Short problem — Would you restate all the data that follows, word for word?

Records to process —
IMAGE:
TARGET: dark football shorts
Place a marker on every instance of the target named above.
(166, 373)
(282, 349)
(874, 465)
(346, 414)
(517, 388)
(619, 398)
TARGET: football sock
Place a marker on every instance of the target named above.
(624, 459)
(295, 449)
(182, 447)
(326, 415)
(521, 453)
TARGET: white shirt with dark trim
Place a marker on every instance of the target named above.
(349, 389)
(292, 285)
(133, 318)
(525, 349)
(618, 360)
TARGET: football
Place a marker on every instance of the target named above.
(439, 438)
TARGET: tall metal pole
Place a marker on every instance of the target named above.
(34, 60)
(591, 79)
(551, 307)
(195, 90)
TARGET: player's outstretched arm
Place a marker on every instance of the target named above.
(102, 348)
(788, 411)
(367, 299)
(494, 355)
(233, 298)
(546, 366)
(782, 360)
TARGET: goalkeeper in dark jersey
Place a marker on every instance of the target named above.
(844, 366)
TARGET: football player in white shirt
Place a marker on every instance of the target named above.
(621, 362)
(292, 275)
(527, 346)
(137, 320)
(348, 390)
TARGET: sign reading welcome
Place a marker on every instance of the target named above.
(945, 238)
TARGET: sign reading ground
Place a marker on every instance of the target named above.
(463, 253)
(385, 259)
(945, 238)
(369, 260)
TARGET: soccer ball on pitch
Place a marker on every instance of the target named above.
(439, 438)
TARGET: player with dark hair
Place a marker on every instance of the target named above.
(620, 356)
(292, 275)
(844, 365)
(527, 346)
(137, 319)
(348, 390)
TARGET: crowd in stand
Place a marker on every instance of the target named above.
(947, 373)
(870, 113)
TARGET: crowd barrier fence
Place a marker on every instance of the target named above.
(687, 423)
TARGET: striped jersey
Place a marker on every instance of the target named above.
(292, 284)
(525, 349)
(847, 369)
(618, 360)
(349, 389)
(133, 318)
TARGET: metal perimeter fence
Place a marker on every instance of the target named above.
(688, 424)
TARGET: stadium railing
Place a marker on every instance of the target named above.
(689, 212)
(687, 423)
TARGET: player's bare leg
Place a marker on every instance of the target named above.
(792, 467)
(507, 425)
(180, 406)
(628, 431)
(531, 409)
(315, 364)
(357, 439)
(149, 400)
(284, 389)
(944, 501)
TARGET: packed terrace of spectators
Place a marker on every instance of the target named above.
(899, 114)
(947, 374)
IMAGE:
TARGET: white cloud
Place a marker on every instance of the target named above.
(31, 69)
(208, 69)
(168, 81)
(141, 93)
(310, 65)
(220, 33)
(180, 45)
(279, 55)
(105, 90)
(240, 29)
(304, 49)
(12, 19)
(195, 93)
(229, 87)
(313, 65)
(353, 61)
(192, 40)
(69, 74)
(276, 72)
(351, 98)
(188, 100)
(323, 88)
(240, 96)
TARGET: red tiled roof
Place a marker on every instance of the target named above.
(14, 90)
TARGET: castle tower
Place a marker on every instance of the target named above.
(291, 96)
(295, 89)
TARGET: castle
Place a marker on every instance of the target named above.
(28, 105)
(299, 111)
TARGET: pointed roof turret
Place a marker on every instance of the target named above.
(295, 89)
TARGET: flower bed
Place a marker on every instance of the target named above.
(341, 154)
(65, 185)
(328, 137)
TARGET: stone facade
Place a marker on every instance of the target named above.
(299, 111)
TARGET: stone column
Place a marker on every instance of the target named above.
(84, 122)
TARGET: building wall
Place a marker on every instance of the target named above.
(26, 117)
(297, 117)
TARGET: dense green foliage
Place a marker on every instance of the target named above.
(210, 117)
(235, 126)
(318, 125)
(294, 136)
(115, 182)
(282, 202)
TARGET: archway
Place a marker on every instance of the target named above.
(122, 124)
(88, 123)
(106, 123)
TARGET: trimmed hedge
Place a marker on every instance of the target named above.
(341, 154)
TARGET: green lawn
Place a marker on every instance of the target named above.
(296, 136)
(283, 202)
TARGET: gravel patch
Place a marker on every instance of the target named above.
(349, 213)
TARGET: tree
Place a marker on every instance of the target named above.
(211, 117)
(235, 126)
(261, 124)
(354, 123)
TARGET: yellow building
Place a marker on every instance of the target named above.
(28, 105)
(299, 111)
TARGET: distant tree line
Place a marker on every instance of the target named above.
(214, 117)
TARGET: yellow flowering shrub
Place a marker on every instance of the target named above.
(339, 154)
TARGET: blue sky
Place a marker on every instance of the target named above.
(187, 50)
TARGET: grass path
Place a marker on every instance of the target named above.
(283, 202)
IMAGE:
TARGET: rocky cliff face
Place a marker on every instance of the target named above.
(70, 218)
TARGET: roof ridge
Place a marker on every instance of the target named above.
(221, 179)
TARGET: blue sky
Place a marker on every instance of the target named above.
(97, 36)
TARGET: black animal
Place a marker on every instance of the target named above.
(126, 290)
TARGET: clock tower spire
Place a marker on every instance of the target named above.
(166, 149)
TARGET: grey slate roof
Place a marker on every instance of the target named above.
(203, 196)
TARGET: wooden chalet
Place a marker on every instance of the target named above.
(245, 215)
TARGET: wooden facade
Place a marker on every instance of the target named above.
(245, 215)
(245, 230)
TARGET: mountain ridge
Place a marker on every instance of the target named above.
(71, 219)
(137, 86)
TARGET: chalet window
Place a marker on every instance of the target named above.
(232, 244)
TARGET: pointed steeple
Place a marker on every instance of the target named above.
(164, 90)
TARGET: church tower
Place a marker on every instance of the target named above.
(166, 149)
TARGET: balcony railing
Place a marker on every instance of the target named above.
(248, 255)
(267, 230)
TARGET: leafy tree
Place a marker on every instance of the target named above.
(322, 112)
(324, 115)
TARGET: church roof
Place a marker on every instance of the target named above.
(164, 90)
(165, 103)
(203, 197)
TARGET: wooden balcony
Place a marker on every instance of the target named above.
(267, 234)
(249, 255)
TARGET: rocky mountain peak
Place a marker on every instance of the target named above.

Result of this exercise —
IMAGE:
TARGET: dark football shorts
Place a marker on every instance of the target named above.
(166, 373)
(282, 349)
(874, 465)
(346, 414)
(517, 388)
(619, 398)
TARGET: football sock
Place a marker on every instance of the target named above.
(624, 459)
(295, 449)
(182, 447)
(326, 415)
(521, 453)
TARGET: white shirt with dark trim
Place a marker on every instance of the target named above.
(349, 389)
(292, 285)
(133, 318)
(525, 349)
(618, 360)
TARGET: football
Place a marker on every instance of the target named above.
(439, 438)
TARGET: tall metal pole
Place a marker on every instance of the target named above.
(34, 60)
(591, 79)
(551, 307)
(195, 90)
TARGET: player's outstretched arm
Place a marker on every instance of the target named above.
(102, 348)
(788, 411)
(367, 299)
(494, 355)
(233, 298)
(546, 366)
(782, 360)
TARGET: goalkeeper in dark jersey
Place a marker on every instance of the target named above.
(844, 366)
TARGET: football player in white shirt
Place a marker on every instance of the target named above.
(621, 362)
(292, 275)
(527, 346)
(137, 320)
(348, 390)
TARGET: sign reading welcome
Place a marker on every instance of the target named above.
(945, 238)
TARGET: sign reading ground
Place a marker on every instance of the target named above.
(463, 253)
(385, 259)
(945, 238)
(369, 260)
TARGET: soccer ball on pitch
Place a marker on every instance of the target named above.
(439, 438)
TARGET: player with dark hair
Place a marker on every instance of the target named above.
(620, 356)
(292, 275)
(844, 365)
(527, 346)
(137, 319)
(348, 390)
TARGET: crowd in stand
Place a marker on every instance of the target named above.
(947, 373)
(870, 113)
TARGET: crowd barrier fence
Place a marker on every instance of the target named above.
(687, 423)
TARGET: striped jersey
Place a marker on every instance of the target named above.
(292, 284)
(525, 349)
(847, 369)
(618, 360)
(349, 389)
(133, 318)
TARGET: metal perimeter fence
Place a marker on every instance of the target named above.
(688, 424)
TARGET: stadium railing
Place a marker on every instance of the target named above.
(689, 212)
(687, 423)
TARGET: player's bare leg
Place a marker on every instance of the target named above.
(792, 467)
(507, 425)
(180, 406)
(628, 431)
(531, 409)
(315, 364)
(357, 439)
(149, 400)
(284, 389)
(944, 501)
TARGET: packed terrace of spectators
Place a marker on every instance of the target named above.
(899, 114)
(947, 374)
IMAGE:
TARGET: white cloud
Place a marker on every instance of the target named above.
(31, 69)
(208, 69)
(168, 81)
(141, 93)
(310, 65)
(220, 33)
(180, 45)
(279, 55)
(105, 90)
(240, 29)
(304, 49)
(12, 19)
(195, 93)
(229, 87)
(313, 65)
(353, 61)
(192, 40)
(69, 74)
(276, 72)
(351, 98)
(188, 100)
(323, 88)
(240, 96)
TARGET: red tiled roof
Place a marker on every instance of the target named above.
(14, 90)
TARGET: castle tower
Place a marker on every instance of the target named above.
(291, 96)
(295, 89)
TARGET: castle
Place a marker on every instance of the target named above.
(28, 105)
(299, 111)
TARGET: pointed roof turret
Place a marker on every instance of the target named above.
(295, 89)
TARGET: flower bed
Place a marker on every instance of the target named above.
(341, 154)
(65, 185)
(328, 137)
TARGET: stone facade
Place a marker on every instance of the target named above.
(299, 111)
TARGET: stone column
Place a marker on every instance of the target named above.
(84, 122)
TARGET: building wall
Place a marker on every instance of the target named above.
(26, 117)
(297, 117)
TARGET: dense green foliage
Place a marker on every instance of the target named above.
(210, 117)
(235, 126)
(318, 125)
(294, 136)
(115, 182)
(282, 202)
TARGET: archway
Place a marker on every instance of the target named above.
(122, 124)
(88, 123)
(106, 123)
TARGET: trimmed hedge
Place a marker on every instance of the target named above.
(341, 154)
TARGET: green lawn
Place a marker on every instance of the target named above.
(296, 136)
(283, 202)
TARGET: gravel patch
Place a marker on every instance of the target named above.
(349, 213)
TARGET: tree
Place a marker on every instance of the target named above.
(211, 117)
(235, 126)
(261, 124)
(354, 123)
TARGET: yellow building
Place a marker on every instance of the target named above.
(28, 105)
(299, 111)
TARGET: distant tree line
Place a marker on every instance of the target named above.
(214, 117)
TARGET: yellow flowering shrub
Place a marker on every instance of the target named above.
(339, 154)
TARGET: blue sky
Place a marker on every instance of the target named above.
(187, 50)
TARGET: grass path
Place a marker on every instance of the target named above.
(283, 202)
IMAGE:
TARGET: rocky cliff face
Place a marker on every instance of the target named above.
(70, 218)
TARGET: roof ridge
Place a marker on every instance of the target named above.
(221, 179)
TARGET: blue sky
Place a marker on every instance of the target named above.
(97, 36)
TARGET: black animal
Place a marker on every instance of the target named above.
(126, 290)
TARGET: clock tower spire
Place a marker on every instance of the target named above.
(166, 149)
TARGET: grey slate roof
Place a marker on every instance of the target named above.
(203, 196)
TARGET: wooden chalet
Place a marker on every instance of the target named above.
(245, 215)
TARGET: wooden facade
Place a marker on every instance of the target named above.
(245, 215)
(245, 230)
TARGET: mountain ridge
Place a marker on every instance of the target named above.
(71, 219)
(137, 86)
TARGET: chalet window
Place a marker on every instance of the target named above.
(232, 244)
TARGET: pointed steeple
Place a marker on every instance of the target named above.
(164, 90)
TARGET: church tower
Place a marker on every instance of the target named above.
(166, 149)
TARGET: balcony railing
Place a marker on every instance of the target named above.
(248, 255)
(267, 230)
TARGET: leafy tree
Place a marker on every instance of the target named above.
(322, 112)
(324, 115)
TARGET: church roof
Place a marker on every instance of the target named above.
(164, 90)
(165, 103)
(203, 197)
TARGET: wooden balcony
Place a marker on every instance of the target named above.
(267, 234)
(249, 255)
TARGET: rocky mountain peak
Place a marker on every instance of the target named above.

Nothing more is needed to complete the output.